- _Passage shown_
A new paper in the Proceedings of the National Academy of Sciences utilized collections of old birds from natural history museums to prove that air pollution a century ago was actually much worse than we previously thought. By analyzing the discoloration from soot on the specimens, scientists were able to determine the amount of black carbon that was in the air at the time that the birds lived, and thus make a case for how crucial air pollution policy enforcement has been, and continues to be.
To get their data, co-authors Shane DuBay and Carl Fuldner trudged around in old museum basements looking at collections of over a thousand birds from the last 135 years.
"The soot on these birds' feathers allowed us to trace the amount of black carbon in the air over time, and we found that the air at the turn of the century was even more polluted than scientists previously thought," says DuBay. "If you look at Chicago today, the skies are blue. But when you look at pictures of Beijing and Dehli, you get a sense of what US cities like Chicago and Pittsburgh were once like," he continues. "Using museum collections, we were able to reconstruct that history."

- _What is asked_
From the passage on soot-stained museum birds, quote the portion that begins with the words containing "A new paper" and ends with "continues to be.". The items play no part in this exercise.

[Position annotation items]
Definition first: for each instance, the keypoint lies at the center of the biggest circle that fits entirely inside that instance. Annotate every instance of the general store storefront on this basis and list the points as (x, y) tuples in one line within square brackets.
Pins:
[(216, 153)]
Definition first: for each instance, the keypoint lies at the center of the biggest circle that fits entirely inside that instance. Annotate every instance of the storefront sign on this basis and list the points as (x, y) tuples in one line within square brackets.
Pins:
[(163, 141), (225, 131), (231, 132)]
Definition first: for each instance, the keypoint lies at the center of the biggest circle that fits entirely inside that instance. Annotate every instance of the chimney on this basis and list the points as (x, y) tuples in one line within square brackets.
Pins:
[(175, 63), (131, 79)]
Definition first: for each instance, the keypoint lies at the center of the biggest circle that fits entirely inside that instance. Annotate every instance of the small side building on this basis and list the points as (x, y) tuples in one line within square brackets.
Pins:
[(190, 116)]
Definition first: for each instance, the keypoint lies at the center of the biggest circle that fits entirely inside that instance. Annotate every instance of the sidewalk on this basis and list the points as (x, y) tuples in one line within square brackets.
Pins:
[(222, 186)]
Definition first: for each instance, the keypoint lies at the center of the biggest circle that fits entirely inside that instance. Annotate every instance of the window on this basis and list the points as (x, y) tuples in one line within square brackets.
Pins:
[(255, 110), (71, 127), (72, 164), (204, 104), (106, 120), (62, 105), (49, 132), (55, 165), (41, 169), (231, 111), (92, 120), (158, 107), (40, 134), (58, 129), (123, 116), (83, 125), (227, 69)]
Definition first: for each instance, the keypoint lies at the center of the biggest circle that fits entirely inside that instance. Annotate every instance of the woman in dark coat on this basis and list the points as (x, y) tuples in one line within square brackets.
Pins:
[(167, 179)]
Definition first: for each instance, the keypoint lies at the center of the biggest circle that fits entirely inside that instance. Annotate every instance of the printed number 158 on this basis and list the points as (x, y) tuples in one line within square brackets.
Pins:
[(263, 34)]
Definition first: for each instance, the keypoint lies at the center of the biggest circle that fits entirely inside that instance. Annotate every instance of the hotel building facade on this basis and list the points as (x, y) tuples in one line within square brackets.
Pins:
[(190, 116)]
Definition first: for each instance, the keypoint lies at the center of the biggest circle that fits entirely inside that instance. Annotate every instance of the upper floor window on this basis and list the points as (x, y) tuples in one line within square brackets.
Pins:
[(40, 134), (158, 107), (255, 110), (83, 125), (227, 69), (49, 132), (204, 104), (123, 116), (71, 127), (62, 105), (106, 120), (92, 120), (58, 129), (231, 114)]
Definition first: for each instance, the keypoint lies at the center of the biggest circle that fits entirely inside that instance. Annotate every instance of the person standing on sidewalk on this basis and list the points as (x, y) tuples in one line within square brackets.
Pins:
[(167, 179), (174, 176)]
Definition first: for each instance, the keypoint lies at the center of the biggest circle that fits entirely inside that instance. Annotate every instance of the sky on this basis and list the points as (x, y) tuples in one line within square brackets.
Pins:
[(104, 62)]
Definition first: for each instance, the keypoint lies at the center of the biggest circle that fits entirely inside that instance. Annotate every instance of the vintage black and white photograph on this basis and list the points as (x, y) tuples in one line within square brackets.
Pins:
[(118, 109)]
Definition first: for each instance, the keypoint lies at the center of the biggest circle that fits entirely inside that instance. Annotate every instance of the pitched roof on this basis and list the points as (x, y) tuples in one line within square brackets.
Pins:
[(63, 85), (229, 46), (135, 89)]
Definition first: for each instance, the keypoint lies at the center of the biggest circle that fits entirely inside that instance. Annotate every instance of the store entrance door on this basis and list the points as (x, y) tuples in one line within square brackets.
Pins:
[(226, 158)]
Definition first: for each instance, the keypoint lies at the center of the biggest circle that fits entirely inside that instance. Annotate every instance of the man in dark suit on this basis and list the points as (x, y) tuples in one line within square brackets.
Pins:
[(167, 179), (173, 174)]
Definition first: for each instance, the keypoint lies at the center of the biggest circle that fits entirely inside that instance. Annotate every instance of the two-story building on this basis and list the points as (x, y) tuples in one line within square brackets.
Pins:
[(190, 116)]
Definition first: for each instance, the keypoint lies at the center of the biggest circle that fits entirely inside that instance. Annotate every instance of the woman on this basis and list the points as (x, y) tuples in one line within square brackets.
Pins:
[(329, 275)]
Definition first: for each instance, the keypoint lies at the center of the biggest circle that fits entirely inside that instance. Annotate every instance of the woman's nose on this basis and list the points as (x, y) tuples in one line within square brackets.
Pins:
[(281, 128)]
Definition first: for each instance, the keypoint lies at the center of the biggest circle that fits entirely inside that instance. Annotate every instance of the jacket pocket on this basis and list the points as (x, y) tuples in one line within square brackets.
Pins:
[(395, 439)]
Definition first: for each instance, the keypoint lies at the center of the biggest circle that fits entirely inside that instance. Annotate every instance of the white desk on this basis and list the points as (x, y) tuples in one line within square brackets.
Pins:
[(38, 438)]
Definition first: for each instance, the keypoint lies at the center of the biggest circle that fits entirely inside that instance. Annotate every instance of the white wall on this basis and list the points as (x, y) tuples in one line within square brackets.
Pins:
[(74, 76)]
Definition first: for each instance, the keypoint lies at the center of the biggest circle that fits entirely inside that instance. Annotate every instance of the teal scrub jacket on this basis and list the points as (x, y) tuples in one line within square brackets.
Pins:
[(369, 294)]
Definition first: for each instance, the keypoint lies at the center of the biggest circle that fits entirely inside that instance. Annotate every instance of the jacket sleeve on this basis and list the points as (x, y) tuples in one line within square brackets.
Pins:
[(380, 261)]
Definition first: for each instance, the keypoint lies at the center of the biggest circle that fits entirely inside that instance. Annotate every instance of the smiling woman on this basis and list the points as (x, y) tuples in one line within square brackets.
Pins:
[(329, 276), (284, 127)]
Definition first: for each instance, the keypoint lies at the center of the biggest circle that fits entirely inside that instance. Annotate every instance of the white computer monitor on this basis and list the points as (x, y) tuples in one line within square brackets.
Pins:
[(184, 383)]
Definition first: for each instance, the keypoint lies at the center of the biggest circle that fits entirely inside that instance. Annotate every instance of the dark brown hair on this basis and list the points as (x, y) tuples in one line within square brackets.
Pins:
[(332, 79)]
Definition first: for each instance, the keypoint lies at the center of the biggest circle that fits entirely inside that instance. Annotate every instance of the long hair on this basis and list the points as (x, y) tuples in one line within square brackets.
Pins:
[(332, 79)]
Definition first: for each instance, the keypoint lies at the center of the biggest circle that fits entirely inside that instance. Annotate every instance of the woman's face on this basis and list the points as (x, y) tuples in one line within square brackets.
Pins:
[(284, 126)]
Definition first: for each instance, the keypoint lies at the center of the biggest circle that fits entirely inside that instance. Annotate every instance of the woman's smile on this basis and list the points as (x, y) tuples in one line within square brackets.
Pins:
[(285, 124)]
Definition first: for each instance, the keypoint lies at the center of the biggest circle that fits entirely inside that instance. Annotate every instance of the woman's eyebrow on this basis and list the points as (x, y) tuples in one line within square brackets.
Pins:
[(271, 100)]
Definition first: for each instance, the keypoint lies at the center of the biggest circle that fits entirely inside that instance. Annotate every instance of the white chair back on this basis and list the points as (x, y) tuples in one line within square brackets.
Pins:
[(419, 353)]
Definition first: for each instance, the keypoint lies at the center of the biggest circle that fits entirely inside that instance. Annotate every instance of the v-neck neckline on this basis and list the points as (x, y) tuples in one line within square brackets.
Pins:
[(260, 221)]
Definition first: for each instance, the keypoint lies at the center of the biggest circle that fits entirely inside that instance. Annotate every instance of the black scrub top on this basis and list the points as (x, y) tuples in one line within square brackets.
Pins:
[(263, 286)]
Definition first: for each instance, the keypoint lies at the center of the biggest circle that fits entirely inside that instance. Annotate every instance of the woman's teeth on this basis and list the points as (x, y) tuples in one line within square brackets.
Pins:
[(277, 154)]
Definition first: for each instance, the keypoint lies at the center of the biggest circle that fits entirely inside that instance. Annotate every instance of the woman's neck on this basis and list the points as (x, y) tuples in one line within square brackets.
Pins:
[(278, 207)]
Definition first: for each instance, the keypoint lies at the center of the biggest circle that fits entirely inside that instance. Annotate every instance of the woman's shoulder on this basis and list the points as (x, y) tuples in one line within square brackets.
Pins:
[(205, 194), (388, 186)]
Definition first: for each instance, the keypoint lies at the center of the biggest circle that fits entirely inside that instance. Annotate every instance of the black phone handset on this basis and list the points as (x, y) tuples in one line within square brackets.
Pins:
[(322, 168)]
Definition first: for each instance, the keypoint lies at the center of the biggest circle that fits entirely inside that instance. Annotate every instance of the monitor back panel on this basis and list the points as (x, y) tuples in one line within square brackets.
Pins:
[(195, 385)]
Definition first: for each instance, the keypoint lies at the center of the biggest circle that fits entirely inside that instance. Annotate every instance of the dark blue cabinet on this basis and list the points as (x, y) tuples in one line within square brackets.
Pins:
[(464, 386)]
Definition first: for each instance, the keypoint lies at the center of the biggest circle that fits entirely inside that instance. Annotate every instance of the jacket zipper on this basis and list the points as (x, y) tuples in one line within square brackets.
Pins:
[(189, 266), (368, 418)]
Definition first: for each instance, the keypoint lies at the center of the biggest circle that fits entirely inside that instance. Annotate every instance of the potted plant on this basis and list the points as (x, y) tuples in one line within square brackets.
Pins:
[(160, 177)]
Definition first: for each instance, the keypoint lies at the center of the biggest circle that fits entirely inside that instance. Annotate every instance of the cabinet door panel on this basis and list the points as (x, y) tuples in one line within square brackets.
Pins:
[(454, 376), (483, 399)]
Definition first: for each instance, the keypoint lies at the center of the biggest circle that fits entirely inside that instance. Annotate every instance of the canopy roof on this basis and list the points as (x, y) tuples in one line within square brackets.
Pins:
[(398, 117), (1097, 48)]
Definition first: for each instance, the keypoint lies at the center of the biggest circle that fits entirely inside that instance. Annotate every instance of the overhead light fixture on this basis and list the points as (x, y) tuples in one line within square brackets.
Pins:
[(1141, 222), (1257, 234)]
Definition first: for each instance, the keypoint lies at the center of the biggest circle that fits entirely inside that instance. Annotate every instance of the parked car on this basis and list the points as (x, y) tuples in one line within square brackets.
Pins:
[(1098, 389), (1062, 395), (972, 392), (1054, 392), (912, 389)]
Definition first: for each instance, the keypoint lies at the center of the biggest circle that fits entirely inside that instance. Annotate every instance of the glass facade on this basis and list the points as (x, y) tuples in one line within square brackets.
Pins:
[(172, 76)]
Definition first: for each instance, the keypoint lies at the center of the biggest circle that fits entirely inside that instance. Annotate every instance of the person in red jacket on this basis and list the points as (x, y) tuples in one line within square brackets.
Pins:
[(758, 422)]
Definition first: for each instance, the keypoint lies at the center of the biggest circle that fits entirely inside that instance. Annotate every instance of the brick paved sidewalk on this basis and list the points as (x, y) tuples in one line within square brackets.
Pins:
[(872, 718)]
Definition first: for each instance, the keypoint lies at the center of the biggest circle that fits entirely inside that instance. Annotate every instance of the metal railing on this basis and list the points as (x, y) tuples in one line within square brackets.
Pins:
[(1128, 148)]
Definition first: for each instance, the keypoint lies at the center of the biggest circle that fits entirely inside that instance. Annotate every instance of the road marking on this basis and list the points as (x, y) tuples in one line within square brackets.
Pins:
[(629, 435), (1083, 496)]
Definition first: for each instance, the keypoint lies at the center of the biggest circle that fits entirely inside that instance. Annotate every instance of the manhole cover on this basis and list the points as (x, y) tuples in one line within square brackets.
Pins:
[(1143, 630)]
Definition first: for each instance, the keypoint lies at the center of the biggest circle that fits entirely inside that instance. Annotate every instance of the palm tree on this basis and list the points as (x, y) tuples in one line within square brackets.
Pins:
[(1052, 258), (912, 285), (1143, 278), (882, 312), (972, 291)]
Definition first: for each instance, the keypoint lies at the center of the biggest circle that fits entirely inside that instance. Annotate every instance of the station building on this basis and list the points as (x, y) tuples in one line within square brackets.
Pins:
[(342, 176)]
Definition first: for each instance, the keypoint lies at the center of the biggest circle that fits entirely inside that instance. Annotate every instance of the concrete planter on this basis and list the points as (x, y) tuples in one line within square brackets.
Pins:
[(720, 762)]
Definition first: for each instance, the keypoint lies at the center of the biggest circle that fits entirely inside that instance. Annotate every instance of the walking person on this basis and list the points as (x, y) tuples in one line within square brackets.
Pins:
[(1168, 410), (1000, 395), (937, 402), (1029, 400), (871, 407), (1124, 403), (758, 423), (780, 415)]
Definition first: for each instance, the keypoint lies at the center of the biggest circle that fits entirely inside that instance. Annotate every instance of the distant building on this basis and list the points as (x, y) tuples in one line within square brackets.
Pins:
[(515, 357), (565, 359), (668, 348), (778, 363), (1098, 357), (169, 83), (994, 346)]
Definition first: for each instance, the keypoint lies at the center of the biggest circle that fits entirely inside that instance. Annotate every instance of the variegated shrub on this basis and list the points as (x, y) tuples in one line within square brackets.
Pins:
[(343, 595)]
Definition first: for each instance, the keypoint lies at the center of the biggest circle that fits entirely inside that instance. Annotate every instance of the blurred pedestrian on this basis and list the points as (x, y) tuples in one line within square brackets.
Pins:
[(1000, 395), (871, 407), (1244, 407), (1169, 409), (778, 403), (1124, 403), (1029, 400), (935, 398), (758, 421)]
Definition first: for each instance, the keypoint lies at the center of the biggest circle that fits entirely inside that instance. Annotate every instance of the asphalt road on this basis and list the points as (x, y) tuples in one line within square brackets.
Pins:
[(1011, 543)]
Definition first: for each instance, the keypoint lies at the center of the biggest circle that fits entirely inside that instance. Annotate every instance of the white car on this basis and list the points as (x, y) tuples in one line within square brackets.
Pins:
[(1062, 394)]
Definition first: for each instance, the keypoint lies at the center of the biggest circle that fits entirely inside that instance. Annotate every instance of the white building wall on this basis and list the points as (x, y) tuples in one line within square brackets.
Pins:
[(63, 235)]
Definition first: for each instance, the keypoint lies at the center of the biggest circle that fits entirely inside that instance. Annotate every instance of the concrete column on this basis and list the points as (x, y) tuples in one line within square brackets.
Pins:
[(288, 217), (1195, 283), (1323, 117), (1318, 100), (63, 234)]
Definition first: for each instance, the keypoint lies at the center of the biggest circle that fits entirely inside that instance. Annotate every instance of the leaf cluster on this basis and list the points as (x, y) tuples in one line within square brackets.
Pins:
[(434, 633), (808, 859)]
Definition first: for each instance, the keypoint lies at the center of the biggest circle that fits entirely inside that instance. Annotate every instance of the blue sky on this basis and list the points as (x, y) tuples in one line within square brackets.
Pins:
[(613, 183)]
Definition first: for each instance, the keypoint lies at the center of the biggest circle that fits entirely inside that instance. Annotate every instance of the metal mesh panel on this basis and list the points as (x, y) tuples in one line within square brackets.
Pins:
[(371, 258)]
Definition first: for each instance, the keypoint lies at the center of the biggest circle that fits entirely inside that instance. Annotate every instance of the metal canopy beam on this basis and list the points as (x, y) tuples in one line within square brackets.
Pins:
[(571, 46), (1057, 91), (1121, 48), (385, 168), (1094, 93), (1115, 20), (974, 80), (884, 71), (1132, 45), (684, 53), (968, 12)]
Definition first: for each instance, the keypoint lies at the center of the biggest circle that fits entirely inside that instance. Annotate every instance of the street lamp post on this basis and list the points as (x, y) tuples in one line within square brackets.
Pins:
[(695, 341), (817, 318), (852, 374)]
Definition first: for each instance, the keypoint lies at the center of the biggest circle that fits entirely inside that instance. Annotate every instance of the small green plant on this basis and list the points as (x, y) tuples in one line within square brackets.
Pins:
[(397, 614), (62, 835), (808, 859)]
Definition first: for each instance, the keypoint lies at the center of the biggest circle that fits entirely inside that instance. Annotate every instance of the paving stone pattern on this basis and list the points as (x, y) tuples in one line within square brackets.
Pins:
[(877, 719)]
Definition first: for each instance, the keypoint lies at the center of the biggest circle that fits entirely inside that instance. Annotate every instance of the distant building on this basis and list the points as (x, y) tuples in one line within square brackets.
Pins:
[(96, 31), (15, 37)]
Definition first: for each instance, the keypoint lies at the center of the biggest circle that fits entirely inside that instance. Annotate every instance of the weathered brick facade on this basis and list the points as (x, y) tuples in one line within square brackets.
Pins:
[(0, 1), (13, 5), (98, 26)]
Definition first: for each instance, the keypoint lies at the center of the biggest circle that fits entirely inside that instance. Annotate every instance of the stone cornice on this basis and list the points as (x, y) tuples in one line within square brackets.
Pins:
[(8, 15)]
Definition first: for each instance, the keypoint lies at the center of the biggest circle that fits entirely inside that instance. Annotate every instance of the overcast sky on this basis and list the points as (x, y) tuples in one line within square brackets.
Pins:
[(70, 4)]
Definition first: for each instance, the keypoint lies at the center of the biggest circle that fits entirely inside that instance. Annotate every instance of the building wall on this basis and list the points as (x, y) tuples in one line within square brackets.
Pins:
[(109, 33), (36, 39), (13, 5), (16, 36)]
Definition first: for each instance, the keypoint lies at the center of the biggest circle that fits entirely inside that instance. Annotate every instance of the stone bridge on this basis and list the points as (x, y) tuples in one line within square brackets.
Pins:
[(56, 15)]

- _Solution_
A new paper in the Proceedings of the National Academy of Sciences utilized collections of old birds from natural history museums to prove that air pollution a century ago was actually much worse than we previously thought. By analyzing the discoloration from soot on the specimens, scientists were able to determine the amount of black carbon that was in the air at the time that the birds lived, and thus make a case for how crucial air pollution policy enforcement has been, and continues to be.